> What you have to do:
Return verbatim the run of lines that opens with the line holding "Can you find the blue passenger" and closes with the last line of the records.

> Entries shown:
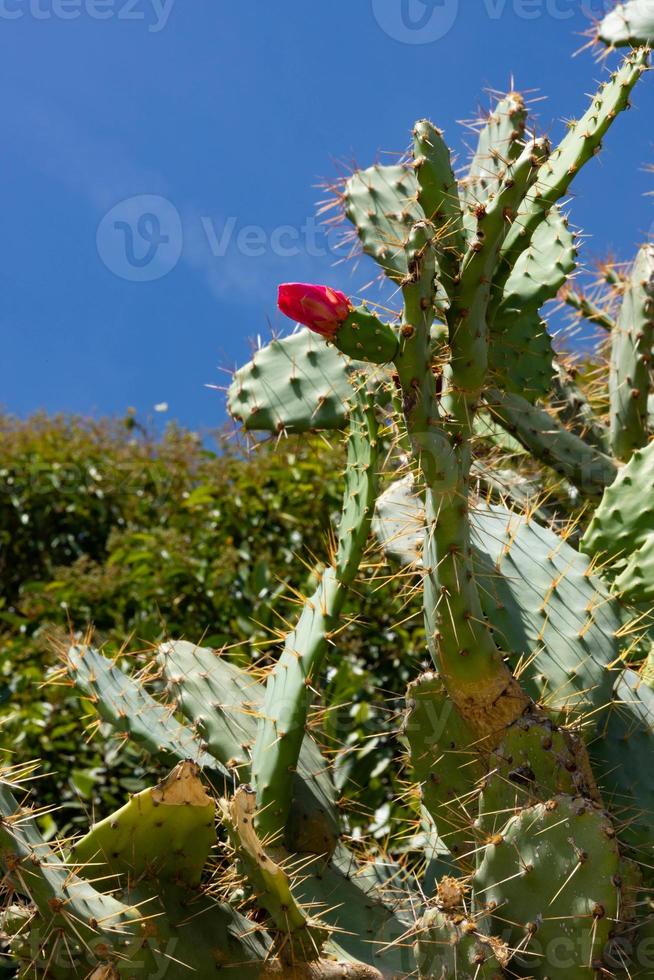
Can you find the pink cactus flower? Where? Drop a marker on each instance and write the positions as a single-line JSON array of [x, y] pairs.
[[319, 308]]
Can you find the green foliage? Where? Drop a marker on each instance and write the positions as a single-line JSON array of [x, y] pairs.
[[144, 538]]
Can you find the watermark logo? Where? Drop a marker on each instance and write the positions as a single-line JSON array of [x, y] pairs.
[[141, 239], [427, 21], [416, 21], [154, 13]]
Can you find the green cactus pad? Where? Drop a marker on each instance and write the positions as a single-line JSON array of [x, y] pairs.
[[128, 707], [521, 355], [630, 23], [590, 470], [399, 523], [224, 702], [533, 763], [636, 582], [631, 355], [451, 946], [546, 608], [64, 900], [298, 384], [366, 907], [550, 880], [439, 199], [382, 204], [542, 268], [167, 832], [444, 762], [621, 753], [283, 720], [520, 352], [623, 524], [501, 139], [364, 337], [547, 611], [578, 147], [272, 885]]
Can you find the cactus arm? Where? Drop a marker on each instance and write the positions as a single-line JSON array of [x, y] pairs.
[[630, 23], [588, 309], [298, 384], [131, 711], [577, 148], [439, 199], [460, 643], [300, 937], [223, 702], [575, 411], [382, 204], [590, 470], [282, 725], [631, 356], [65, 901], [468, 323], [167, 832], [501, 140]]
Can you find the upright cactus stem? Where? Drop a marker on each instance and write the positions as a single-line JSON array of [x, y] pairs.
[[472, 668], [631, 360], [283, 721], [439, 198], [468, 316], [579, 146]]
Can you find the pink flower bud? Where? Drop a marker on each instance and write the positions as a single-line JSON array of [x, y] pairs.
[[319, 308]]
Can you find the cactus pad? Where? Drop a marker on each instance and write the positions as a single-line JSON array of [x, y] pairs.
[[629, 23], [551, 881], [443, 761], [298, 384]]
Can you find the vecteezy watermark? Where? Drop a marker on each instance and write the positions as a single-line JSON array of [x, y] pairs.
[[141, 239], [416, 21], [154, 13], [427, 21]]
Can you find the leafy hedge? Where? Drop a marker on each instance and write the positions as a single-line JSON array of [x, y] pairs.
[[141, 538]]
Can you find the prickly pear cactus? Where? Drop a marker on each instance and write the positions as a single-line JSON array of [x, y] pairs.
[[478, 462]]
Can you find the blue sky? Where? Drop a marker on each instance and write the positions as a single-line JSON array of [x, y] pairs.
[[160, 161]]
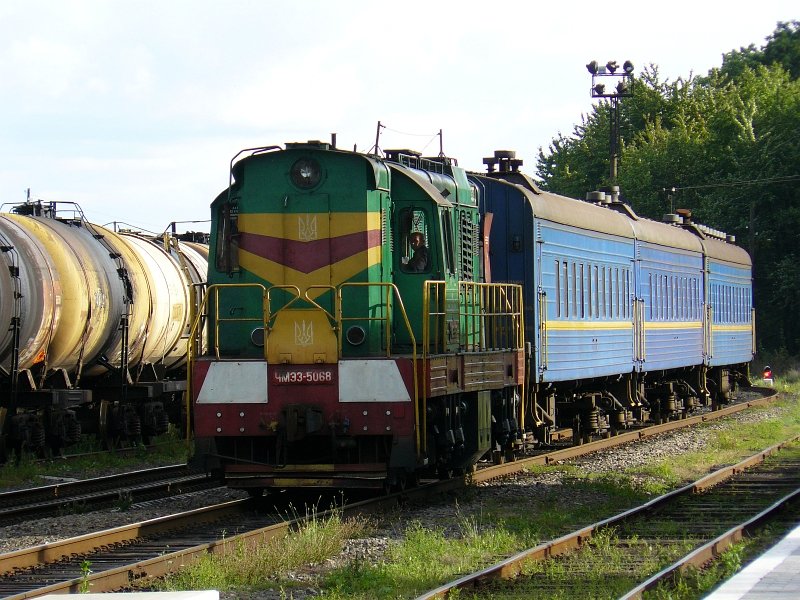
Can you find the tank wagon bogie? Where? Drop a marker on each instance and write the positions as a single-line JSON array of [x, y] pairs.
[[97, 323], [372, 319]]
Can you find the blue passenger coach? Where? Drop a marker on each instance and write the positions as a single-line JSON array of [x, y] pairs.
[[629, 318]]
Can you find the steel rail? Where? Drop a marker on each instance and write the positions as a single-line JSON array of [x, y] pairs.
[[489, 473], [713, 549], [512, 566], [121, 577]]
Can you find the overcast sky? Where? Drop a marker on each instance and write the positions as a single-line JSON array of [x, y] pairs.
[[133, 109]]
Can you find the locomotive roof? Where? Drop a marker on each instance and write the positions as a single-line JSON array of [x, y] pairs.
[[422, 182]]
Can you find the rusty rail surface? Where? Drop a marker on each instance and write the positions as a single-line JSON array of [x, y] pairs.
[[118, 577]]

> Solution to this task:
Can you find the blue passenger coach? Where? Drop a marker on each instance and write the positions as a single-line JSON array of [x, y] pairs.
[[629, 318]]
Can you find the steel rail? Where? Drop a marker on each instance and write the positions as a single-line JSON array of [x, y] pairs.
[[489, 473], [713, 549], [512, 566], [121, 577]]
Can you find the overcast sky? Where? Drop a marker on each instance and write the positions as a single-line JSON array of [x, y] pairs.
[[133, 109]]
Can you find the locomotive roof? Where? Drop a marker on each instance and write the positions as a single-line JSON array of [x, y] pairs.
[[422, 182]]
Can you find the rusty rail surface? Where? Drop a marker on each instance and write the positions as a single-line JSON array of [x, y] pairs.
[[118, 577]]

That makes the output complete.